The task: Please repeat the records exactly. The pictures are to be left out.

Stored data entries:
═══
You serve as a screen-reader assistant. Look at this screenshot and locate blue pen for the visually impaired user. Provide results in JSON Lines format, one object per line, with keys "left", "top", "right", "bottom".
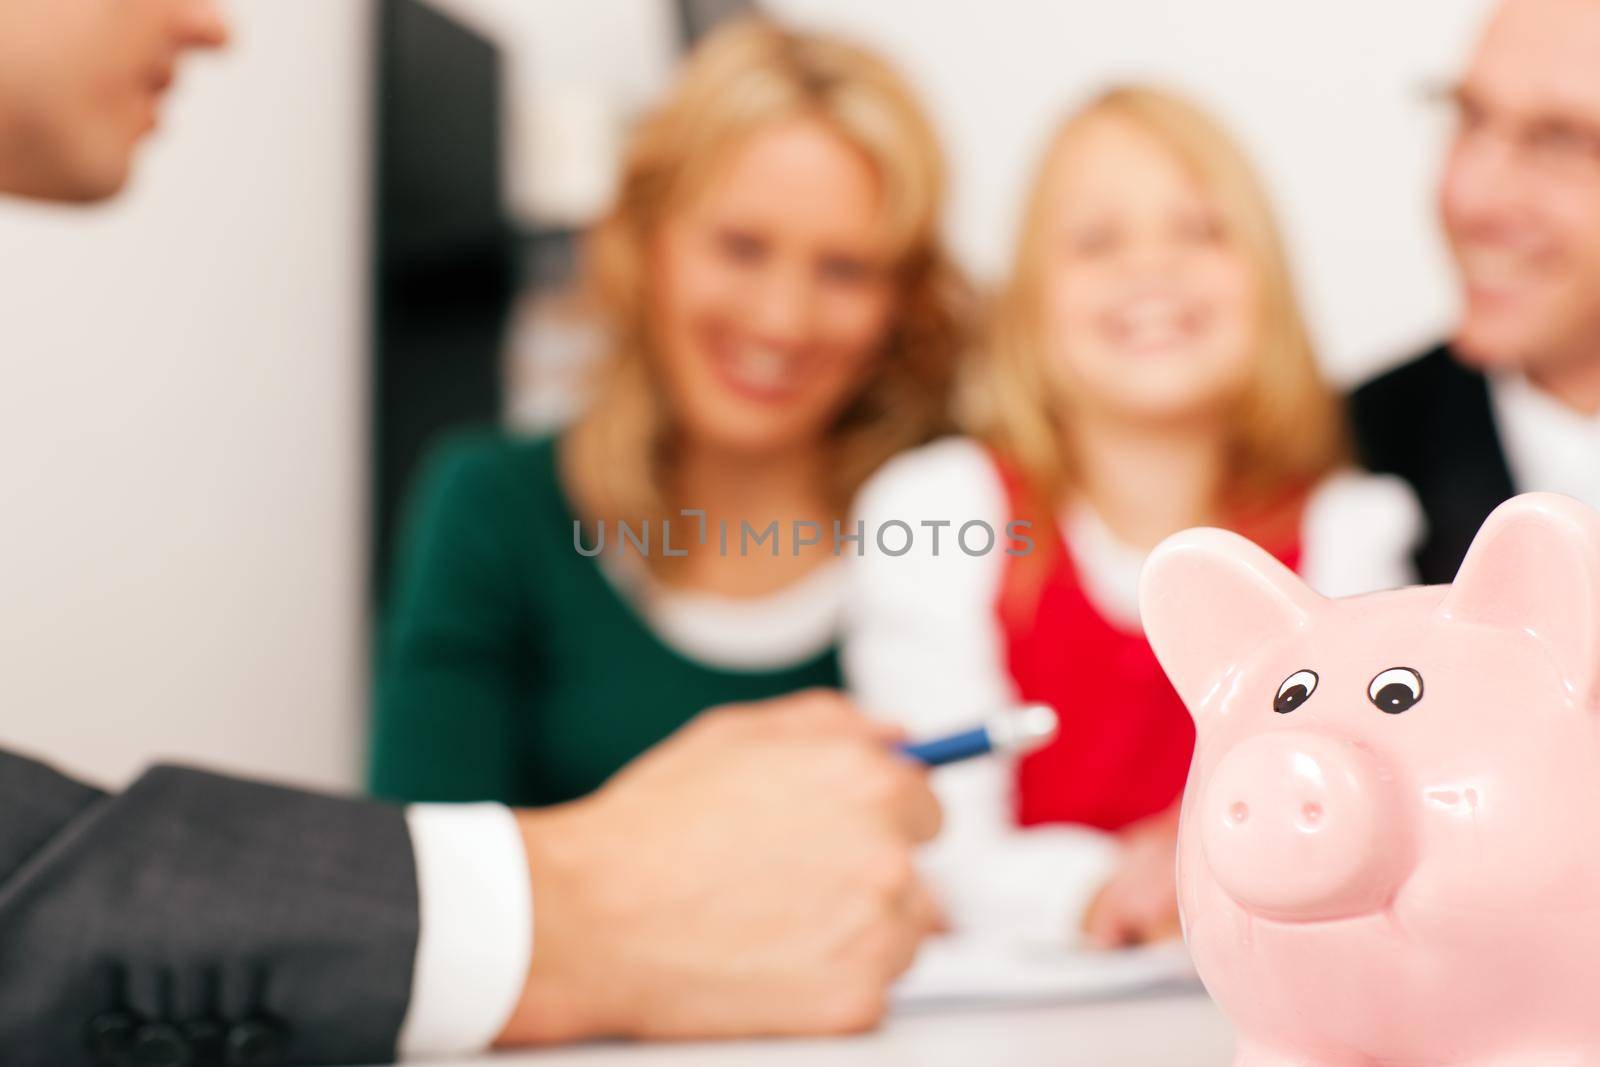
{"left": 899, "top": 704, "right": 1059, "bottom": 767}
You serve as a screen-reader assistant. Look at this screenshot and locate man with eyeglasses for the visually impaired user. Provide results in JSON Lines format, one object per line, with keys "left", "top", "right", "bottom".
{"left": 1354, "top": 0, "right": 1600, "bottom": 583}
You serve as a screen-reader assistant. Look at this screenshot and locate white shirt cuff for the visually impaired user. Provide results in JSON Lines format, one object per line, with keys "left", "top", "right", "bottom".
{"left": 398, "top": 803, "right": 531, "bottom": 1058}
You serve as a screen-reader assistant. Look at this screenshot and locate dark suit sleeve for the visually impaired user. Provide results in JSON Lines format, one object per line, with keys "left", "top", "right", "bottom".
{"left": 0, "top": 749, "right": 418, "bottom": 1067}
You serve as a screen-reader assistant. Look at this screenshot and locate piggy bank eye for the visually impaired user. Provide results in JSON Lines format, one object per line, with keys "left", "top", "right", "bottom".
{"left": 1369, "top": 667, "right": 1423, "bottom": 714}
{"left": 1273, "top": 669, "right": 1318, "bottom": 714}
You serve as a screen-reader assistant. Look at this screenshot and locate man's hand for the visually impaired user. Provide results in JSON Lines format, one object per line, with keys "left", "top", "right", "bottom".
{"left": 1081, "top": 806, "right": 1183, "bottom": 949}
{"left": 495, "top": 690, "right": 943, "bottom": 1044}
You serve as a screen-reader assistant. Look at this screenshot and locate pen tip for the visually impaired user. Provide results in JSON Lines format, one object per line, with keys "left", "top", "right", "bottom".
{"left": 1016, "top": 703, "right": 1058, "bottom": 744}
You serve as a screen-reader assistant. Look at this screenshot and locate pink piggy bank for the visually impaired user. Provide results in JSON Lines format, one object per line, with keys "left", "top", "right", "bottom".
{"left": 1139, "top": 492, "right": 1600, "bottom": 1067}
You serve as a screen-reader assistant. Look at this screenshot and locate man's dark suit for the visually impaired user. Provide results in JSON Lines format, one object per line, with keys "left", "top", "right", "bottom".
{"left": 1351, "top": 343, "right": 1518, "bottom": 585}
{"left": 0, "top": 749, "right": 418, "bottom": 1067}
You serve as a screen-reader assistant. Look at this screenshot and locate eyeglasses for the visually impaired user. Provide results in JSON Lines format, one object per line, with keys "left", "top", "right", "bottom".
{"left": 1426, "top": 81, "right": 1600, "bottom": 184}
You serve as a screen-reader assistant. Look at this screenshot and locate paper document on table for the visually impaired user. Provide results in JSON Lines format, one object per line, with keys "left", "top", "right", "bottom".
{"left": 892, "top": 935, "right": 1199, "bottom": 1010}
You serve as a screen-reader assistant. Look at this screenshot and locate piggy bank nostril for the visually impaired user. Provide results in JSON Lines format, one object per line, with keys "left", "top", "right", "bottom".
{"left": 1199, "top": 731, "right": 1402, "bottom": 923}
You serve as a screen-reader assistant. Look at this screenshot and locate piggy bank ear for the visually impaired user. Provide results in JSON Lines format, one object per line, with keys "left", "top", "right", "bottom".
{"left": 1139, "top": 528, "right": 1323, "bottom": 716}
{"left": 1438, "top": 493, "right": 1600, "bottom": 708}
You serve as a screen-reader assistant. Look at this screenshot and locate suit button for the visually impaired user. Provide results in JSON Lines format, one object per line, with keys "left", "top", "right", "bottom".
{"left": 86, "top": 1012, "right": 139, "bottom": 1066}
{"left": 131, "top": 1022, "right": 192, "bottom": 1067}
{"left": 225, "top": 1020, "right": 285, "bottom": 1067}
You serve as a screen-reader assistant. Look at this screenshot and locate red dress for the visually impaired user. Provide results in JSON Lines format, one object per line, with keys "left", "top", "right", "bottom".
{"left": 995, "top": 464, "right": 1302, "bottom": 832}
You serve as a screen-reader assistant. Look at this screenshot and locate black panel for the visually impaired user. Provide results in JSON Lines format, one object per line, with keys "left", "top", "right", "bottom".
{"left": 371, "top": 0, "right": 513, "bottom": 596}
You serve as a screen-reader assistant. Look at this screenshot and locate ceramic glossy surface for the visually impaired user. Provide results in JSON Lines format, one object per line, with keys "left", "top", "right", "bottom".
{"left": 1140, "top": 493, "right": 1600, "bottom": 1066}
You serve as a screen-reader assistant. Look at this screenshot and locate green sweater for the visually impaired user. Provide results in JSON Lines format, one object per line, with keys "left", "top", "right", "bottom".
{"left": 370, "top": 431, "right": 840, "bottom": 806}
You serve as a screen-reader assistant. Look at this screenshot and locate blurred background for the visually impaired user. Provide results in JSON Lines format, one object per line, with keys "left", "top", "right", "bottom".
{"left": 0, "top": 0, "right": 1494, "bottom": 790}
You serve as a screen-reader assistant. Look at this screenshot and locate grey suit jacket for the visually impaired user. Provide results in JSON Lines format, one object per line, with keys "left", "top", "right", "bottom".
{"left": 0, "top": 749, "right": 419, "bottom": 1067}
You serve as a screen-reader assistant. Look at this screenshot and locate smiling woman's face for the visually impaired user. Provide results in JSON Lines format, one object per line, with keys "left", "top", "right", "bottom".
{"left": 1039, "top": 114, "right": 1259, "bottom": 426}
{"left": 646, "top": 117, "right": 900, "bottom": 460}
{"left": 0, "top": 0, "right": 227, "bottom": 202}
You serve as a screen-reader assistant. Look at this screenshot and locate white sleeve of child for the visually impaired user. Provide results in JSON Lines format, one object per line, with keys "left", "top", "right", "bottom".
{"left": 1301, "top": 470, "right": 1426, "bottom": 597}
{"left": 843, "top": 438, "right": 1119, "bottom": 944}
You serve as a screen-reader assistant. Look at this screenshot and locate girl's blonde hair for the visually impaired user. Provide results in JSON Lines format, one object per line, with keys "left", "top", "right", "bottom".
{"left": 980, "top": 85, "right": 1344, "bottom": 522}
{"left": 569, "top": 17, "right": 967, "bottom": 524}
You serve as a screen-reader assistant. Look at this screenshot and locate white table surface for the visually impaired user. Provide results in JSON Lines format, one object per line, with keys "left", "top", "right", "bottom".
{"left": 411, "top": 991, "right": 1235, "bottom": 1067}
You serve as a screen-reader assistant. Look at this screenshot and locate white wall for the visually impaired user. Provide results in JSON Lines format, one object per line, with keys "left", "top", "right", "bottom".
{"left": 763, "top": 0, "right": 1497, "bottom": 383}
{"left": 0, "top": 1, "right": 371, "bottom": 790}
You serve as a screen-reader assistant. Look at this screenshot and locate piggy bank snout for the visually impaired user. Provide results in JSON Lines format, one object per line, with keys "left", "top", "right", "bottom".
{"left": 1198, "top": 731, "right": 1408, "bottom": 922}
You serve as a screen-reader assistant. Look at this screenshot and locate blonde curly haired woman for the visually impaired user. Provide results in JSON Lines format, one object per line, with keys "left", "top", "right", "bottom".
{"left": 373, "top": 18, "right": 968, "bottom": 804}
═══
Answer for the task:
You serve as a screen-reader assistant. Look at this screenshot and locate blue pen for the visually impaired user. Provide results in JSON Lines format, one object per line, with keys "left", "top", "right", "bottom".
{"left": 899, "top": 704, "right": 1059, "bottom": 767}
You serve as a screen-reader assistant. Look at this screenshot and locate man with eyeglasses for the visually impaired user. Provide results in JSON Lines format, one object per line, with keys "left", "top", "right", "bottom".
{"left": 1354, "top": 0, "right": 1600, "bottom": 583}
You serve as a screen-reader assistant. Look at this screenshot and locate white shirt cuff for the visually impaired user. Provide results in JSON Lines format, one object per line, with keys "left", "top", "right", "bottom".
{"left": 398, "top": 803, "right": 531, "bottom": 1058}
You serve as a screen-reader assistant. Look at this screenshot and locate dark suit sleeve for the visually impaired user. Provide results in JSON Lines format, one object per line, with keys "left", "top", "right", "bottom".
{"left": 0, "top": 749, "right": 418, "bottom": 1067}
You serve as a screen-reader assistant. Look at this screenshot and locate piggy bank eye for the visually impaired user. Provide results in JSON Lines format, one object per line, with keys "left", "top", "right", "bottom".
{"left": 1369, "top": 667, "right": 1423, "bottom": 714}
{"left": 1273, "top": 669, "right": 1318, "bottom": 714}
You serve as a screen-reader assistant. Look at this screenshot and locate man's hand for the visually impaired user. Provide results in JSON Lines format, one object per line, with keys "left", "top", "right", "bottom".
{"left": 1081, "top": 806, "right": 1183, "bottom": 949}
{"left": 495, "top": 690, "right": 943, "bottom": 1044}
You serve as a screen-reader assistant. Look at this screenshot and locate pen tip for the visually impaired user. Provide results in JSON Lines format, one object per line, with keys "left", "top", "right", "bottom".
{"left": 1016, "top": 703, "right": 1058, "bottom": 744}
You serve as a screen-reader assistant. Look at this screenshot and locate pink piggy bank for the visually impaired user. Provide results in JSON Lines format, one object per line, with keys "left", "top", "right", "bottom".
{"left": 1139, "top": 492, "right": 1600, "bottom": 1067}
You serve as a screen-reader assistant. Look at this screenshot and locate man's dark suit for the visually impaired user. Provide results in JSON Lines format, one object per line, with keys "left", "top", "right", "bottom".
{"left": 1351, "top": 343, "right": 1518, "bottom": 585}
{"left": 0, "top": 749, "right": 418, "bottom": 1067}
You serve as a screen-reader assistant. Look at this screenshot and locate eyeglasses for the visually impaired user. Provide results in JSON Lines format, one object per line, with keys "left", "top", "right", "bottom".
{"left": 1426, "top": 81, "right": 1600, "bottom": 184}
You serve as a screen-reader assistant. Look at this screenshot and locate paper document on table for the visually impaired user. Provide results in JSON Lines format, one object per line, with keys "left", "top", "right", "bottom".
{"left": 892, "top": 935, "right": 1199, "bottom": 1010}
You serve as a screen-reader assistant. Look at this screenshot and locate piggy bank nostril for the visually impaired user. Provide results in JSON Lines format, one object per line, with keys "left", "top", "right", "bottom".
{"left": 1199, "top": 731, "right": 1402, "bottom": 923}
You serve as a screen-reader assistant. Look at this screenshot and locate piggy bank ear for the visually impaired user. Provide results in JSON Lines format, one object per line, with keys "left", "top", "right", "bottom".
{"left": 1139, "top": 528, "right": 1323, "bottom": 716}
{"left": 1438, "top": 493, "right": 1600, "bottom": 708}
You serve as a screen-reader assistant. Look at this screenshot and locate suit button for the visually impaired user. Provide results in JSON Lines format, one object per line, with keys "left", "top", "right", "bottom".
{"left": 86, "top": 1012, "right": 139, "bottom": 1066}
{"left": 131, "top": 1022, "right": 192, "bottom": 1067}
{"left": 225, "top": 1020, "right": 285, "bottom": 1067}
You serve as a screen-reader assistant. Look at this screenshot and locate red dress for the visually impaired user. Provide results in JSON Lines format, one object per line, with keys "left", "top", "right", "bottom".
{"left": 995, "top": 464, "right": 1302, "bottom": 832}
You serve as a screen-reader assistant. Look at this screenshot and locate black panel for the visually impaired user. Provide results in JSON Lines format, one object per line, with keys "left", "top", "right", "bottom".
{"left": 371, "top": 0, "right": 513, "bottom": 596}
You serve as a screen-reader assistant. Look at this screenshot and locate ceramic glossy surface for the visually impaired user. Provide results in JSON Lines format, one object per line, with keys "left", "top", "right", "bottom".
{"left": 1140, "top": 493, "right": 1600, "bottom": 1066}
You serve as a screen-reader assistant. Look at this screenshot and locate green sweater for the visually impaired user. Provide results in JSON Lines format, one object per line, with keys "left", "top", "right", "bottom".
{"left": 370, "top": 431, "right": 840, "bottom": 806}
You serve as a screen-reader assistant. Look at this screenshot and locate blurred background for the visually impaired user. Provide results in JSON Lines format, one object per line, with keys "left", "top", "right", "bottom".
{"left": 0, "top": 0, "right": 1494, "bottom": 790}
You serve as a screen-reader assistant. Look at this screenshot and locate grey suit jacket for the visually impaired user. Provide results in JSON Lines format, one object per line, with keys "left", "top", "right", "bottom".
{"left": 0, "top": 749, "right": 419, "bottom": 1067}
You serve as a screen-reader assistant. Look at this screenshot and locate smiling woman's face for the visually impaired user. Provide results in JSON Lines format, one object per line, with keys "left", "top", "right", "bottom".
{"left": 1039, "top": 114, "right": 1259, "bottom": 426}
{"left": 646, "top": 117, "right": 900, "bottom": 460}
{"left": 0, "top": 0, "right": 227, "bottom": 202}
You serve as a screen-reader assistant. Look at this screenshot and locate white sleeve of child for the visually impaired user. Provide results in JSON Lines format, one object per line, with keys "left", "top", "right", "bottom".
{"left": 1301, "top": 470, "right": 1426, "bottom": 597}
{"left": 843, "top": 438, "right": 1119, "bottom": 944}
You serve as a screen-reader assistant. Look at this screenshot and locate girl's blonde hair for the visually impaired user. Provide results in JSON Lines format, one object per line, with keys "left", "top", "right", "bottom".
{"left": 980, "top": 85, "right": 1344, "bottom": 522}
{"left": 569, "top": 17, "right": 967, "bottom": 524}
You serve as a screen-reader assistant. Look at this screenshot and locate white table surface for the visually impaired user. Provide results in JSON Lines format, one object per line, with keys "left", "top", "right", "bottom".
{"left": 411, "top": 991, "right": 1235, "bottom": 1067}
You serve as a screen-reader assistant. Look at this screenshot and locate white wall for the visually impaired user. Provide results in JSON Lines format, one object per line, with keys "left", "top", "right", "bottom".
{"left": 763, "top": 0, "right": 1497, "bottom": 383}
{"left": 0, "top": 1, "right": 371, "bottom": 790}
You serve as a screen-reader assistant. Look at this screenshot and locate piggy bank snout for the visually impaired user. Provide results in JSON Lines format, one object per line, with keys "left", "top", "right", "bottom".
{"left": 1198, "top": 731, "right": 1408, "bottom": 922}
You serve as a screen-reader assistant. Look at this screenshot and locate blonde curly haired woman for the visually impaired user. Provide results in JSON Lines format, one object per line, with keys "left", "top", "right", "bottom".
{"left": 373, "top": 18, "right": 968, "bottom": 804}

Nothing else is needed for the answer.